__Work instructions__.
Rewrite the stretch from the line containing "the wet sandy" through the line containing "Query: wet sandy ground", putting "region" wherever "instance" appears and changing nothing else. Give only those lines.

__Records for processing__.
"""

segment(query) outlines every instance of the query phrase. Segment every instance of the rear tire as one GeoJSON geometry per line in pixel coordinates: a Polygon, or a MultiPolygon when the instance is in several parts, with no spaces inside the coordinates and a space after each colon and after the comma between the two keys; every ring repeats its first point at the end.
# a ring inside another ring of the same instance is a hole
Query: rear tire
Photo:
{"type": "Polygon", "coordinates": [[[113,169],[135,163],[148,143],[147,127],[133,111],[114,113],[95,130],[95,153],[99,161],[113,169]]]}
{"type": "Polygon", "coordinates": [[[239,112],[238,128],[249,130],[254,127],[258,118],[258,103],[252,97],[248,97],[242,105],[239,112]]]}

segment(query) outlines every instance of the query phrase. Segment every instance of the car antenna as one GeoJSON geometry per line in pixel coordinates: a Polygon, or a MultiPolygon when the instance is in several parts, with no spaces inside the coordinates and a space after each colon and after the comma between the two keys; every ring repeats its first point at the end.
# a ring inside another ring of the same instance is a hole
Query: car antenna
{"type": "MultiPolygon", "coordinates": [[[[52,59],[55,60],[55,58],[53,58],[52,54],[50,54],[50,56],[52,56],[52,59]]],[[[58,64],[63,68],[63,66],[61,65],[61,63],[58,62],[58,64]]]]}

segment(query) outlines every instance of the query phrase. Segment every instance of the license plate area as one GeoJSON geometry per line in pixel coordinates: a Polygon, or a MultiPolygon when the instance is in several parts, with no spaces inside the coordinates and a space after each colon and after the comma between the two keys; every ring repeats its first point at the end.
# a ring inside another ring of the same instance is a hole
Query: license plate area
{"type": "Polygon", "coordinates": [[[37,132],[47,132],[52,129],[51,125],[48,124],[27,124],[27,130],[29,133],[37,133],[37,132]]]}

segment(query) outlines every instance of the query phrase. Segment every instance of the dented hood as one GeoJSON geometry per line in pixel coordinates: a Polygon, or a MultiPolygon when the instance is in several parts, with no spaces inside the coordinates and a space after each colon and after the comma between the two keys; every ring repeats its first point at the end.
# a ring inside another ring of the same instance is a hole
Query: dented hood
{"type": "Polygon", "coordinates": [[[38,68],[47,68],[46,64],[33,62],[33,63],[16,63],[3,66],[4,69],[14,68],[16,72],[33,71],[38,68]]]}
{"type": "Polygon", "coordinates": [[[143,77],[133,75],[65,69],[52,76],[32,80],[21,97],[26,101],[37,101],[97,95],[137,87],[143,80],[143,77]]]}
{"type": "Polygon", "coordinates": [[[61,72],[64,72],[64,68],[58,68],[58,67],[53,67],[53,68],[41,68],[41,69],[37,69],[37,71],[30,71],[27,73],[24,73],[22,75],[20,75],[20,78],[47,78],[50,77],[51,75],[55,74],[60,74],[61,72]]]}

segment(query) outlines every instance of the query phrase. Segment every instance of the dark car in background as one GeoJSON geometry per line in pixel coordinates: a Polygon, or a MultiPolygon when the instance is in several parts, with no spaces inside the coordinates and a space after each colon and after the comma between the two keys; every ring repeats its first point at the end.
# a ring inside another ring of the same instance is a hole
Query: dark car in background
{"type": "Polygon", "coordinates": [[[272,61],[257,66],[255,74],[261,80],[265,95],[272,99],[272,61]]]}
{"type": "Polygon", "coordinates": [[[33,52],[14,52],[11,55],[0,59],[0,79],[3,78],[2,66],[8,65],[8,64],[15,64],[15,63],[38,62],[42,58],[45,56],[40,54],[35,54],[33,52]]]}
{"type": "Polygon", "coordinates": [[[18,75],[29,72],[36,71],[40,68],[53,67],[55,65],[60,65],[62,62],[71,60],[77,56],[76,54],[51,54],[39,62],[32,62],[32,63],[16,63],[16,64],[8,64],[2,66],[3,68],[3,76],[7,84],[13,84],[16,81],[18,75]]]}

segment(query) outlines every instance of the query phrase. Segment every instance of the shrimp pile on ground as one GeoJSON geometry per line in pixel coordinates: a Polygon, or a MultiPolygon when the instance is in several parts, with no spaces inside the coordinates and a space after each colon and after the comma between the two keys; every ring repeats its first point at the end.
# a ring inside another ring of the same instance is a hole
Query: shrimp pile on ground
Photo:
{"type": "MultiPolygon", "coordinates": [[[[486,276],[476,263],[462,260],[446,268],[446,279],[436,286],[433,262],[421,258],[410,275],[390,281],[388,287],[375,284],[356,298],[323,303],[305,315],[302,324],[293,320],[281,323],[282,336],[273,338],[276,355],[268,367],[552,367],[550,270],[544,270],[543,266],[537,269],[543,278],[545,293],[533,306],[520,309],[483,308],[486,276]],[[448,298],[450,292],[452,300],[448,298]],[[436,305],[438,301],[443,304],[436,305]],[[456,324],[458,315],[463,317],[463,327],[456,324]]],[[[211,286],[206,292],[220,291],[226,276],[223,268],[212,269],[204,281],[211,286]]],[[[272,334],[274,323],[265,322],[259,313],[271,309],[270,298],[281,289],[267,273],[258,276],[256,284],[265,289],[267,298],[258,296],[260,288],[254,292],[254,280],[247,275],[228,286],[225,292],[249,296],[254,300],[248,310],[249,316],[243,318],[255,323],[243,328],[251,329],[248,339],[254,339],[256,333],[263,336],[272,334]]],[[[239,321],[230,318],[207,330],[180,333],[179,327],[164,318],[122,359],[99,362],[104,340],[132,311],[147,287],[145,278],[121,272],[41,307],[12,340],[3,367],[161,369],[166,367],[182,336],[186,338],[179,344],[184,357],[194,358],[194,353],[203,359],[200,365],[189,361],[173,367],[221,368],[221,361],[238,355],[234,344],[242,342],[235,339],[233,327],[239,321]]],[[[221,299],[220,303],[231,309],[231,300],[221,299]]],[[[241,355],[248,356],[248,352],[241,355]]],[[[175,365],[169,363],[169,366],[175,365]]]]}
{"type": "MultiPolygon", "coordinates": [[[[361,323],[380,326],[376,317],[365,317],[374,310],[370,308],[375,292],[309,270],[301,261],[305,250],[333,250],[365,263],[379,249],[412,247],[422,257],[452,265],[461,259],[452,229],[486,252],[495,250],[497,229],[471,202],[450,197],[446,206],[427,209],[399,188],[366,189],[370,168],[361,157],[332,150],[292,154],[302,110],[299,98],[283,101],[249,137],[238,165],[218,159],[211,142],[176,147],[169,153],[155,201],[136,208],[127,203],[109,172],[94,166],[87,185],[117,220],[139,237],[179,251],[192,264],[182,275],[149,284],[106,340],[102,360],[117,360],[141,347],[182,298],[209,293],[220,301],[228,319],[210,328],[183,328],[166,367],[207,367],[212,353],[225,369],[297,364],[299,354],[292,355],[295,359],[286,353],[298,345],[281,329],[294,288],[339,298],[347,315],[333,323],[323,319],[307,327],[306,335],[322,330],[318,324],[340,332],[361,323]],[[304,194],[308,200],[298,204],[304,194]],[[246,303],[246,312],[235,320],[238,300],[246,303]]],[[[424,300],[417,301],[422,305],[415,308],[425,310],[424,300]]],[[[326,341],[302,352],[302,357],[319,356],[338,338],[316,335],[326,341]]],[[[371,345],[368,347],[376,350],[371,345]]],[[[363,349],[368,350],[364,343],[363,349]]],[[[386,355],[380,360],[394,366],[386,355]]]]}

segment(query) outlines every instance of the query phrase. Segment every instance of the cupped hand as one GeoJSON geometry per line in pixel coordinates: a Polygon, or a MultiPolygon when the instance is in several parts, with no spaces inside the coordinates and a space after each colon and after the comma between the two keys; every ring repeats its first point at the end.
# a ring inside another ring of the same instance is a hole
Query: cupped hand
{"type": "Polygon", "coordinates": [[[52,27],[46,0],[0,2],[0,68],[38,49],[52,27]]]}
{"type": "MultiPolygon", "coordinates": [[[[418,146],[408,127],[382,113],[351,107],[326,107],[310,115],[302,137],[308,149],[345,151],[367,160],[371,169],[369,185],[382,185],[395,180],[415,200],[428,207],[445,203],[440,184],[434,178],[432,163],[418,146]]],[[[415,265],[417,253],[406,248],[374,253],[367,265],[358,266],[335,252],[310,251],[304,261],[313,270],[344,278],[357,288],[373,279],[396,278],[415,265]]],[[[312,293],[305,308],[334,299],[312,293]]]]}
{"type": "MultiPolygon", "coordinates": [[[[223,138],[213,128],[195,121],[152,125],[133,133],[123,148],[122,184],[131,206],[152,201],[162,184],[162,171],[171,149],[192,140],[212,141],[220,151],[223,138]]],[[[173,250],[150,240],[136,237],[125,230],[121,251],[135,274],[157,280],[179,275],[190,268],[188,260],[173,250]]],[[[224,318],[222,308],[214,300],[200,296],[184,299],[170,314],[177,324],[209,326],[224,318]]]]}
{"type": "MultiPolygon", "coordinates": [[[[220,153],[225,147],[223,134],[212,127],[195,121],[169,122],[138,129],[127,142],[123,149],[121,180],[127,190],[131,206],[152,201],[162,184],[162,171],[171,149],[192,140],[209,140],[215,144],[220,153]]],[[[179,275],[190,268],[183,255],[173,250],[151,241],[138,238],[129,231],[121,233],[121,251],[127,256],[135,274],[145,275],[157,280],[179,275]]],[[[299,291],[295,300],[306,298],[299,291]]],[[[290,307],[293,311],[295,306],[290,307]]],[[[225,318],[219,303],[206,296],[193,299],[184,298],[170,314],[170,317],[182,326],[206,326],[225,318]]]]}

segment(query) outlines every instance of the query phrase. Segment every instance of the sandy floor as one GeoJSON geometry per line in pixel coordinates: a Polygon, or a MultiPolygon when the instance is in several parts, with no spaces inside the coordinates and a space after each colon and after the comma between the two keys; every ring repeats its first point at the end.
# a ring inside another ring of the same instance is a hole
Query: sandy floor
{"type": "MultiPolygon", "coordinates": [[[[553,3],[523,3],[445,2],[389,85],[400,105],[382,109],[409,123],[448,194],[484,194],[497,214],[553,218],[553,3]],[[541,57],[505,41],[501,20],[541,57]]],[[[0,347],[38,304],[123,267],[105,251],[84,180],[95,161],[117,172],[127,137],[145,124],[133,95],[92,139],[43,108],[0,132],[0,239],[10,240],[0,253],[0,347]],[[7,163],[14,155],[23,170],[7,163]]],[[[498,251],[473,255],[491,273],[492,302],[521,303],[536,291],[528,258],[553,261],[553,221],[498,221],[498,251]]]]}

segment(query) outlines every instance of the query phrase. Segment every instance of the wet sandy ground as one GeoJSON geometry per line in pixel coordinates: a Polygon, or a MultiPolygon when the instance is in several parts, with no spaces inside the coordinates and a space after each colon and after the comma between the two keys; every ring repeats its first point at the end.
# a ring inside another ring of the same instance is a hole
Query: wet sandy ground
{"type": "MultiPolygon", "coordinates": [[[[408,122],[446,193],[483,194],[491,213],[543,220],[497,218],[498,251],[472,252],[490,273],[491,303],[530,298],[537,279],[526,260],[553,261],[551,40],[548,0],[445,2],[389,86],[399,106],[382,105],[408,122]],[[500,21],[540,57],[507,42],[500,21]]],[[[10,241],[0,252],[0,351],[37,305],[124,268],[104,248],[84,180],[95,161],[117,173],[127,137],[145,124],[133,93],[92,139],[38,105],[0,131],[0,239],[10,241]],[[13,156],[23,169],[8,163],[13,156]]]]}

"""

__Solution to this task__.
segment(query) outlines every region of the query phrase. Segment every region of the wet sandy ground as one GeoJSON geometry per line in pixel coordinates: a Polygon, or a MultiPolygon when the region is in several parts, with no spaces inside the coordinates and a space after each colon and after the comma between the two keys; every ring repeats its first point at the end.
# a ring inside another ring of the same region is a hole
Query: wet sandy ground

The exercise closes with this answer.